**INPUT MATERIAL**.
## start

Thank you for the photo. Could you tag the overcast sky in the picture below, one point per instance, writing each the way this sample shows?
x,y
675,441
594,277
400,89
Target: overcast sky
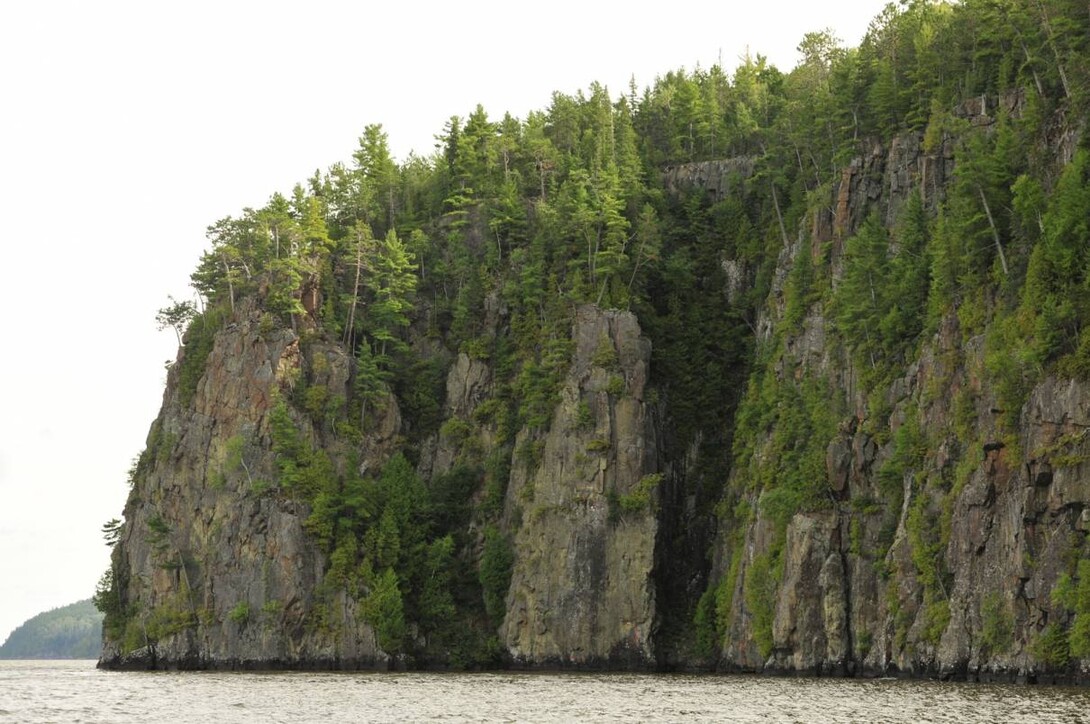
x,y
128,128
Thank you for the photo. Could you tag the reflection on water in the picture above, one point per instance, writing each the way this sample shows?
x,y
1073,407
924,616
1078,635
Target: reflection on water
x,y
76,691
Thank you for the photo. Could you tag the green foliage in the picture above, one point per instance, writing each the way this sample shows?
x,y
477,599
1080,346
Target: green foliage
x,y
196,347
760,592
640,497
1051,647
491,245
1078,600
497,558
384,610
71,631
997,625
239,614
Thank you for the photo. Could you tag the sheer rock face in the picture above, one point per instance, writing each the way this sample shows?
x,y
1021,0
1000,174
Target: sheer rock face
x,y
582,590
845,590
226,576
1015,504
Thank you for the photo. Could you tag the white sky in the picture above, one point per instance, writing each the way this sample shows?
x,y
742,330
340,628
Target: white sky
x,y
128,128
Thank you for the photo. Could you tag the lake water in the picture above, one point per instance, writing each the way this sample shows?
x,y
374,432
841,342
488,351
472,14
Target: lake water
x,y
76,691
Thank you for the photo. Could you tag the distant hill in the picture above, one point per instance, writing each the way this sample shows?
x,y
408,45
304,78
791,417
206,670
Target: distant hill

## end

**DIRECTIONS**. Please give all of the listing above as a JSON list of strings, one string per line, with blank lines skipped and the pictures left out.

**RESPONSE**.
[
  "Thank you for the photo. Could you tag the overcast sky in the picture below, one point per instance, writing each the way this sample shows?",
  "x,y",
  "675,441",
  "594,277",
  "400,89",
  "Target: overcast sky",
  "x,y",
  "128,128",
  "Thank you for the photo. Could you tag the reflection on water in the picture above, one point per instance, writing each the way this sample shows?",
  "x,y",
  "1073,407",
  "924,616",
  "1078,635",
  "Target: reflection on water",
  "x,y",
  "76,691",
  "Thank you for the photo. Could you tag the green foliage in the picture above, one point per instance, writing each the way this sample shows?",
  "x,y",
  "477,599",
  "1080,346",
  "Target: green foliage",
  "x,y",
  "196,347",
  "760,592",
  "640,497",
  "1051,647",
  "491,245",
  "1078,600",
  "497,558",
  "384,610",
  "71,631",
  "997,625",
  "239,614",
  "Thank you for the photo. Could you tag the sheer rock face in the picture above, one point per instance, writing each the way this sample shows?",
  "x,y",
  "1021,0",
  "1000,174",
  "Target: sheer rock face",
  "x,y",
  "582,590",
  "845,590",
  "226,576",
  "1015,504",
  "Thank you for the photo. Could you tag the white sky in the picture above, one point per instance, writing each the way this sample shows?",
  "x,y",
  "742,330",
  "340,628",
  "Target: white sky",
  "x,y",
  "128,128",
  "Thank you for the photo. Could you tag the lake water in the picture above, one point per instance, writing each the way this sample shows?",
  "x,y",
  "374,432",
  "841,342",
  "488,351",
  "472,14",
  "Target: lake water",
  "x,y",
  "76,691",
  "Thank you for the photo. Could you tag the distant hill in the picture above, one point per instance, writing each the way this sample shows?",
  "x,y",
  "408,45",
  "304,78",
  "791,417",
  "206,670",
  "Target: distant hill"
]